[Opening Given information section]

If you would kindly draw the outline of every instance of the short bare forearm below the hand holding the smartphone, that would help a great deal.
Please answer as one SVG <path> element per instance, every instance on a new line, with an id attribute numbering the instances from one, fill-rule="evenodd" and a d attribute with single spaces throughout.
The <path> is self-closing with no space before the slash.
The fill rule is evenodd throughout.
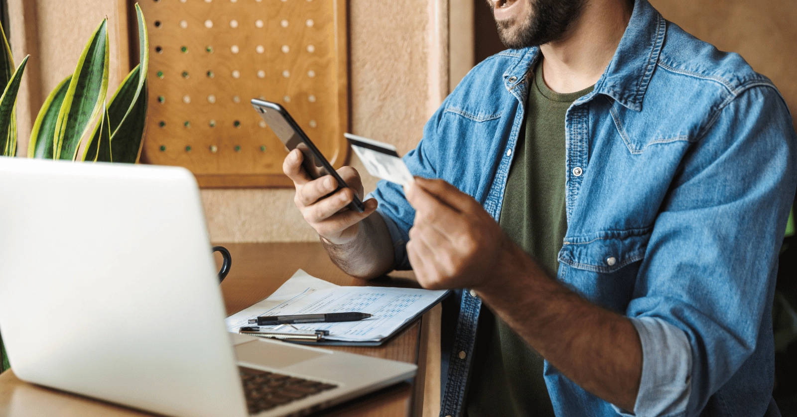
<path id="1" fill-rule="evenodd" d="M 346 244 L 332 244 L 321 238 L 330 259 L 348 275 L 371 279 L 388 272 L 393 265 L 393 242 L 379 212 L 359 222 L 357 236 Z"/>

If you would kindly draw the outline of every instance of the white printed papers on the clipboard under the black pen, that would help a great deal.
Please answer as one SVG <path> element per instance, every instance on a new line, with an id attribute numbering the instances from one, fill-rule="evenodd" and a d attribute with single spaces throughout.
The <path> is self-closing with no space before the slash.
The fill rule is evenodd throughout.
<path id="1" fill-rule="evenodd" d="M 275 329 L 280 333 L 327 330 L 329 334 L 324 337 L 327 341 L 382 341 L 434 306 L 447 292 L 384 286 L 337 286 L 299 270 L 269 298 L 228 317 L 226 325 L 230 332 L 238 333 L 241 326 L 249 326 L 249 319 L 257 316 L 355 311 L 373 316 L 358 322 L 261 326 L 261 329 Z"/>

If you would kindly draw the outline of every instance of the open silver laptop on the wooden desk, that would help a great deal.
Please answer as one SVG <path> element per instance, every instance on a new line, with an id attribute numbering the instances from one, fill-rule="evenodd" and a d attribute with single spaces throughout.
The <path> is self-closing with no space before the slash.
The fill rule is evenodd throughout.
<path id="1" fill-rule="evenodd" d="M 0 158 L 0 330 L 21 380 L 162 415 L 304 415 L 416 366 L 228 333 L 193 175 Z"/>

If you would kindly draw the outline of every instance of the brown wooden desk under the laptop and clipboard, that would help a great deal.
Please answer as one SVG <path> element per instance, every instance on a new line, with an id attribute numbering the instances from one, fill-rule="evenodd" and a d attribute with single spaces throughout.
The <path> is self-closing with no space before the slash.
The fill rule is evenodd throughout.
<path id="1" fill-rule="evenodd" d="M 338 285 L 374 284 L 344 274 L 332 264 L 324 248 L 317 243 L 222 243 L 222 245 L 227 247 L 233 256 L 230 275 L 222 283 L 227 314 L 234 314 L 268 297 L 299 268 L 310 275 Z M 217 263 L 220 263 L 220 258 L 218 256 Z M 386 286 L 412 286 L 413 283 L 410 275 L 406 274 L 397 274 L 395 277 L 391 275 L 391 279 L 378 279 L 375 282 L 376 285 Z M 324 417 L 437 415 L 440 393 L 440 311 L 440 306 L 435 307 L 421 320 L 410 325 L 383 346 L 329 347 L 328 349 L 418 364 L 418 378 L 414 384 L 398 384 L 322 411 L 317 415 Z M 6 415 L 132 417 L 149 414 L 27 384 L 14 376 L 13 370 L 9 370 L 0 375 L 0 416 Z"/>

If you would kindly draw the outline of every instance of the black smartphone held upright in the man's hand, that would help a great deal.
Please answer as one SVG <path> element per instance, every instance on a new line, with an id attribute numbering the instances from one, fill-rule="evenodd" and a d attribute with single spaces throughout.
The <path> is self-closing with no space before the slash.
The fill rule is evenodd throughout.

[Closing Given information section]

_Your assignment_:
Copy, word for word, the entries above from the first line to the line that holds "pen, that would help a great deal.". Drop the pictures.

_Written response_:
If you would kindly draw the outline of every instance of the short bare forearm below the hand holding the smartphone, that would help a great deal.
Please answer as one SVG <path> element per instance, every instance on a new line, with an id attribute numbering the instances from one, fill-rule="evenodd" and a d attribute with single spaces throughout.
The <path> is self-closing with no space before the slash.
The fill rule is evenodd throughout.
<path id="1" fill-rule="evenodd" d="M 346 244 L 332 244 L 321 238 L 330 259 L 348 275 L 371 279 L 388 272 L 393 265 L 393 242 L 379 212 L 359 222 L 357 236 Z"/>

If you would kindly draw the outline of every instance of the white printed papers on the clipboard under the black pen, that would help a great deal.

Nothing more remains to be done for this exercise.